Reproduce the lines of the items below verbatim, starting at the line that contains "Please mark the region of every instance of the car" and continuing through the end of the items, with both ends included. Leave the pictures out of your answer.

★ ★ ★

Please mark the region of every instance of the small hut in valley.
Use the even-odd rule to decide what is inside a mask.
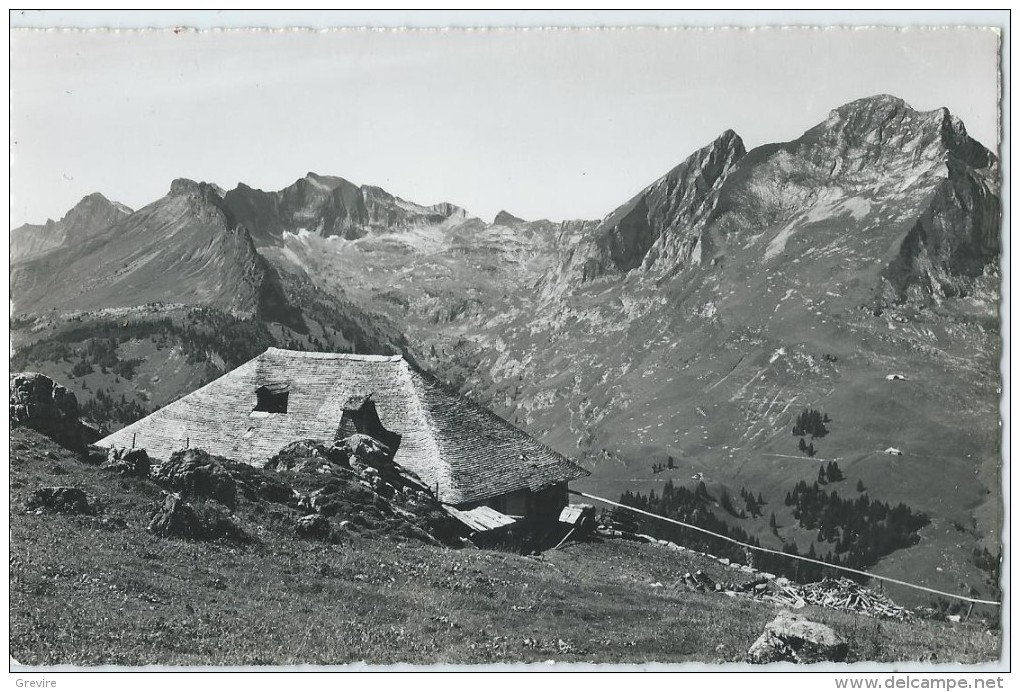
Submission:
[[[199,447],[254,465],[308,438],[369,435],[468,526],[556,521],[567,483],[588,475],[550,447],[401,356],[270,348],[99,441],[168,458]]]

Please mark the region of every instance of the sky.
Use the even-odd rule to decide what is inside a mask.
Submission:
[[[190,178],[309,171],[491,219],[601,218],[732,129],[795,139],[857,98],[999,141],[982,29],[11,33],[11,227]]]

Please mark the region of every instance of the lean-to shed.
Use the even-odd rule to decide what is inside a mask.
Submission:
[[[401,356],[270,348],[99,441],[168,458],[190,445],[253,465],[301,439],[362,432],[439,500],[555,520],[588,472]]]

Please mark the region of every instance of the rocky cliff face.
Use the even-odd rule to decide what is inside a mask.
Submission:
[[[132,210],[99,193],[75,204],[59,221],[26,224],[10,232],[10,260],[21,261],[67,243],[81,243],[98,236]]]
[[[12,289],[19,308],[119,304],[161,276],[160,295],[169,277],[251,310],[261,255],[399,325],[420,364],[583,459],[600,494],[647,492],[671,458],[675,483],[763,493],[786,528],[757,537],[804,551],[815,534],[781,498],[838,460],[933,517],[883,570],[937,561],[930,585],[955,590],[982,583],[971,550],[999,528],[999,175],[945,109],[879,96],[749,152],[726,132],[601,221],[486,224],[312,175],[222,198],[174,184],[116,242],[27,262]],[[817,457],[789,432],[808,408],[833,422]]]
[[[745,153],[744,142],[727,130],[609,214],[570,254],[567,270],[583,282],[643,264],[688,261],[697,228]]]
[[[11,294],[19,312],[163,302],[268,312],[282,322],[289,314],[275,269],[219,191],[188,180],[173,181],[165,197],[102,235],[15,266]]]
[[[278,245],[285,233],[301,232],[354,240],[464,215],[452,204],[421,206],[381,188],[313,172],[278,192],[239,185],[226,193],[224,204],[259,245]]]

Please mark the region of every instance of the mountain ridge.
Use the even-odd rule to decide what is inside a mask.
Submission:
[[[880,566],[908,576],[926,564],[935,588],[984,588],[969,550],[993,553],[1001,526],[999,178],[994,155],[948,110],[878,96],[750,151],[726,131],[601,220],[487,224],[314,174],[221,197],[181,183],[172,199],[190,218],[234,218],[251,247],[232,256],[254,252],[288,286],[342,297],[360,325],[399,326],[422,366],[582,460],[585,487],[604,496],[658,487],[652,467],[671,460],[677,481],[763,494],[779,532],[727,521],[764,545],[835,550],[781,504],[817,471],[789,431],[824,411],[835,423],[813,441],[819,458],[932,516],[919,545]],[[160,236],[133,224],[116,228]],[[170,237],[194,252],[213,227]],[[86,249],[101,253],[109,238]],[[337,343],[309,324],[307,347]]]

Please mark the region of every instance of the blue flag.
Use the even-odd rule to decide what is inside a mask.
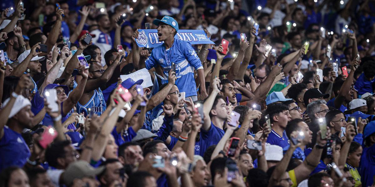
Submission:
[[[140,29],[138,38],[135,42],[140,47],[154,48],[164,43],[158,39],[158,30]],[[202,30],[178,30],[174,38],[188,41],[191,45],[214,44],[210,40],[204,31]]]

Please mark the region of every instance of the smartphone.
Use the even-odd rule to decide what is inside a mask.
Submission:
[[[122,52],[122,45],[117,45],[117,52]]]
[[[327,142],[326,144],[326,147],[327,148],[327,158],[328,159],[332,159],[333,157],[333,156],[332,155],[332,149],[334,148],[333,147],[332,145],[333,144],[334,142],[334,140],[333,139],[328,139],[327,140]]]
[[[59,4],[58,3],[56,3],[56,7],[57,7],[57,9],[60,9],[60,4]],[[63,17],[64,17],[65,15],[64,15],[64,14],[63,13],[61,15],[61,16],[62,16]]]
[[[345,133],[346,132],[346,128],[344,127],[341,127],[340,128],[341,133],[340,134],[340,138],[341,138],[345,136]]]
[[[236,150],[238,147],[238,144],[240,142],[240,139],[238,138],[233,137],[231,138],[231,143],[229,145],[229,149],[226,153],[226,156],[228,157],[234,156]]]
[[[259,24],[255,23],[254,24],[254,27],[255,27],[255,33],[254,33],[254,35],[258,36],[259,34]]]
[[[228,168],[227,181],[230,182],[233,179],[236,178],[236,173],[238,172],[238,168],[237,164],[233,160],[228,159],[226,160],[225,163],[225,167]]]
[[[12,15],[12,14],[14,12],[14,9],[13,7],[9,7],[9,10],[8,11],[8,13],[6,13],[6,16],[9,17]]]
[[[249,149],[262,150],[262,142],[255,140],[248,140],[246,147]]]
[[[85,120],[84,120],[83,115],[78,115],[78,123],[82,124],[85,124]]]
[[[161,156],[154,156],[154,162],[155,163],[152,165],[153,168],[164,168],[165,166],[165,161]]]
[[[268,57],[268,56],[270,55],[270,52],[271,52],[271,50],[272,49],[272,46],[270,44],[267,43],[267,45],[266,46],[266,54],[264,54],[266,57]]]
[[[229,42],[225,39],[223,39],[221,40],[221,44],[222,44],[223,46],[223,52],[221,52],[221,54],[223,55],[226,55],[226,53],[228,52]]]
[[[324,27],[320,27],[320,34],[323,38],[326,38],[326,29]]]
[[[245,38],[246,37],[246,34],[244,33],[242,33],[240,34],[240,36],[241,36],[241,40],[242,40],[242,42],[243,42],[244,40],[245,40]]]
[[[83,39],[83,42],[88,45],[90,44],[90,42],[91,41],[91,39],[92,39],[93,37],[90,34],[88,34],[88,33],[87,33],[86,35],[86,37]]]
[[[185,92],[183,91],[178,93],[178,99],[177,102],[180,101],[181,99],[185,99]]]
[[[232,111],[231,117],[232,117],[231,121],[228,123],[228,124],[235,127],[237,127],[237,121],[240,119],[241,114],[234,111]]]
[[[37,51],[37,51],[37,52],[39,52],[39,51],[40,51],[41,52],[47,52],[47,45],[44,45],[44,44],[39,44],[39,46],[40,46],[40,48],[39,49],[39,50],[37,50]]]
[[[211,59],[211,64],[212,64],[212,68],[211,69],[211,73],[213,72],[213,69],[215,68],[215,65],[216,65],[216,60],[215,59]]]
[[[304,139],[304,133],[302,131],[300,132],[297,138],[290,137],[290,139],[293,145],[297,145],[297,144],[300,142],[298,140],[298,139],[303,140]]]
[[[85,66],[85,69],[87,69],[90,67],[88,66],[88,63],[86,60],[86,58],[85,58],[85,55],[83,54],[81,54],[77,56],[77,58],[78,58],[78,61],[80,61],[81,65]]]
[[[325,139],[327,137],[327,124],[326,121],[326,118],[318,119],[318,122],[319,125],[319,129],[320,130],[320,138]]]
[[[297,74],[297,79],[296,80],[297,82],[299,83],[303,78],[303,74],[301,72],[298,72],[298,73]]]
[[[46,99],[48,103],[48,107],[51,109],[51,112],[58,112],[58,104],[56,102],[57,100],[57,94],[56,90],[50,89],[46,90],[44,92]]]
[[[270,119],[270,115],[267,114],[264,116],[264,118],[266,118],[266,121],[267,122],[267,126],[268,127],[268,129],[270,130],[271,129],[271,120]]]
[[[38,141],[39,145],[44,149],[47,148],[48,145],[52,143],[57,136],[57,132],[51,126],[48,126],[48,130],[44,130],[42,134],[41,138]]]
[[[144,24],[144,27],[146,29],[150,29],[151,27],[150,26],[150,23],[146,23]]]
[[[121,24],[122,23],[122,22],[126,19],[128,17],[128,16],[126,14],[124,13],[121,15],[120,16],[120,19],[118,19],[118,21],[117,21],[117,24],[119,25],[121,25]]]
[[[327,57],[328,57],[328,58],[330,58],[331,52],[332,51],[332,48],[331,47],[331,46],[330,45],[328,45],[327,46],[327,53],[326,53],[326,55],[327,55]]]
[[[310,46],[310,43],[309,42],[306,42],[303,44],[303,48],[305,49],[305,54],[307,54],[307,51],[309,50],[309,46]]]
[[[323,82],[323,70],[317,68],[316,75],[319,76],[319,81],[321,82]]]
[[[172,63],[172,70],[173,72],[176,73],[176,64],[174,62]]]
[[[348,70],[346,70],[346,66],[344,66],[341,68],[342,70],[342,75],[345,77],[348,77]]]

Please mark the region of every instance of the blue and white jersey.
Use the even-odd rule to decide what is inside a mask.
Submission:
[[[196,85],[194,79],[194,69],[203,69],[202,63],[189,42],[175,39],[171,48],[165,50],[164,44],[154,48],[151,55],[146,60],[146,68],[150,70],[158,64],[164,73],[162,84],[168,82],[168,73],[172,68],[172,63],[176,64],[176,84],[180,92],[184,91],[185,97],[196,96]]]
[[[104,60],[104,54],[105,52],[112,48],[113,42],[111,36],[106,33],[102,32],[99,29],[96,29],[90,32],[91,34],[95,34],[95,37],[93,37],[93,44],[95,44],[100,49],[102,52],[102,61],[100,64],[104,66],[105,65],[105,61]]]
[[[100,116],[103,114],[106,109],[107,106],[105,101],[104,100],[104,97],[103,96],[102,90],[100,88],[99,89],[99,91],[97,90],[94,91],[94,94],[87,103],[82,105],[79,102],[77,103],[76,107],[77,113],[80,114],[83,112],[85,116],[86,116],[88,114],[86,109],[90,108],[91,108],[92,111],[98,115]]]

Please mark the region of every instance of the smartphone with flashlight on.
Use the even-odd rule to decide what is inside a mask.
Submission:
[[[57,94],[56,90],[50,89],[47,90],[44,92],[48,107],[51,109],[51,112],[58,112],[58,104],[56,102],[57,100]]]
[[[221,40],[221,44],[222,44],[222,46],[223,47],[223,52],[221,52],[221,54],[223,55],[226,55],[226,53],[228,52],[229,42],[228,42],[228,40],[225,39],[223,39]]]

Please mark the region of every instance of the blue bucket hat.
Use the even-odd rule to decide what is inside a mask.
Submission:
[[[68,88],[68,87],[66,86],[66,85],[59,85],[57,84],[50,84],[46,86],[44,88],[44,90],[43,91],[43,96],[45,97],[45,96],[44,95],[44,93],[45,92],[46,90],[50,90],[51,89],[54,89],[57,87],[61,87],[64,89],[64,91],[65,93],[65,94],[68,96],[68,94],[69,93],[69,88]]]
[[[156,19],[152,22],[152,23],[156,26],[159,26],[160,22],[169,25],[174,28],[176,30],[176,31],[178,31],[178,24],[177,22],[177,21],[173,19],[173,18],[170,16],[165,16],[161,20]]]
[[[266,99],[266,104],[267,105],[278,101],[286,101],[291,99],[286,99],[281,91],[274,91],[271,93]]]
[[[131,78],[128,78],[128,79],[124,81],[123,82],[122,82],[121,85],[124,87],[124,88],[129,90],[135,84],[139,84],[140,85],[142,84],[142,82],[143,82],[143,79],[140,79],[137,81],[137,82],[135,82]]]

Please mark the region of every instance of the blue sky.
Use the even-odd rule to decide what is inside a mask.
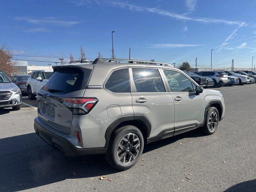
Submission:
[[[109,58],[115,30],[117,58],[128,58],[130,47],[133,58],[193,66],[197,57],[208,67],[214,49],[214,67],[230,67],[234,59],[235,67],[250,67],[256,56],[256,10],[253,0],[2,1],[0,42],[16,54],[78,58],[82,45],[88,58],[99,52]]]

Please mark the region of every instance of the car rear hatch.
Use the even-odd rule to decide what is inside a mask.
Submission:
[[[93,65],[86,68],[57,66],[44,86],[38,93],[38,112],[44,123],[62,133],[70,134],[74,98],[82,98]]]

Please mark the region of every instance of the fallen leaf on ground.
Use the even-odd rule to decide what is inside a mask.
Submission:
[[[104,179],[106,179],[106,177],[105,177],[105,176],[102,176],[100,178],[100,180],[104,180]]]

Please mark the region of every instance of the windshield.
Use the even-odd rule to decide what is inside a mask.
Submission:
[[[0,72],[0,83],[10,82],[11,81],[8,78],[8,77],[4,73]]]
[[[30,77],[29,75],[24,75],[24,76],[18,76],[18,78],[20,80],[28,80],[28,79]]]
[[[194,75],[195,76],[199,76],[197,74],[196,74],[195,73],[189,73],[191,75]]]
[[[189,75],[190,76],[191,76],[191,74],[188,72],[187,71],[183,71],[185,73],[186,73],[187,75]]]
[[[44,74],[45,75],[45,77],[46,79],[49,79],[52,76],[53,72],[44,72]]]

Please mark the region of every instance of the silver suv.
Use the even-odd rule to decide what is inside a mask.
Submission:
[[[112,166],[126,170],[144,144],[199,127],[212,134],[224,115],[220,92],[167,64],[96,59],[54,68],[38,92],[34,127],[67,156],[106,154]]]
[[[223,71],[200,71],[195,73],[212,79],[216,87],[220,87],[228,83],[228,76]]]

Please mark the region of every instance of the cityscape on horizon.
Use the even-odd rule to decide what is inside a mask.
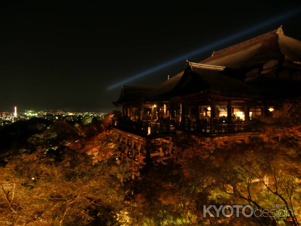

★ ★ ★

## Worked answer
Please mark the region of every instance of the car rear hatch.
Use the even-odd rule to decide what is inside a mask.
Submission:
[[[93,65],[86,68],[57,66],[44,86],[38,93],[38,112],[44,123],[62,133],[70,134],[74,98],[82,98]]]

Please mark the region of every instance of the fallen leaf on ground.
Use the even-odd rule to decide what is inside a mask.
Submission:
[[[104,179],[106,179],[106,177],[105,177],[105,176],[102,176],[100,178],[100,180],[104,180]]]

Please mark the region of every instance of the windshield.
Use the even-odd rule to decide what is inside a mask.
Submission:
[[[0,72],[0,83],[10,82],[11,81],[8,78],[8,77],[4,73]]]
[[[30,77],[29,75],[24,75],[24,76],[18,76],[18,78],[20,80],[28,80],[28,79]]]
[[[194,75],[195,76],[199,76],[197,74],[196,74],[195,73],[189,73],[191,75]]]
[[[189,75],[190,76],[191,76],[191,74],[188,72],[187,71],[183,71],[185,73],[186,73],[187,75]]]
[[[44,74],[45,75],[45,77],[46,79],[49,79],[52,76],[53,72],[44,72]]]

Please mark the region of every instance of the silver suv.
Use the even-odd rule to decide what is inside a mask.
Submission:
[[[112,166],[126,170],[144,144],[199,127],[212,134],[224,115],[220,92],[167,64],[96,59],[54,68],[38,92],[34,127],[67,156],[106,154]]]
[[[223,71],[200,71],[195,73],[212,79],[216,87],[220,87],[228,83],[228,76]]]

Please mark the region of every instance of the cityscape on horizon.
Use the even-odd rule to decide what is inside a mask.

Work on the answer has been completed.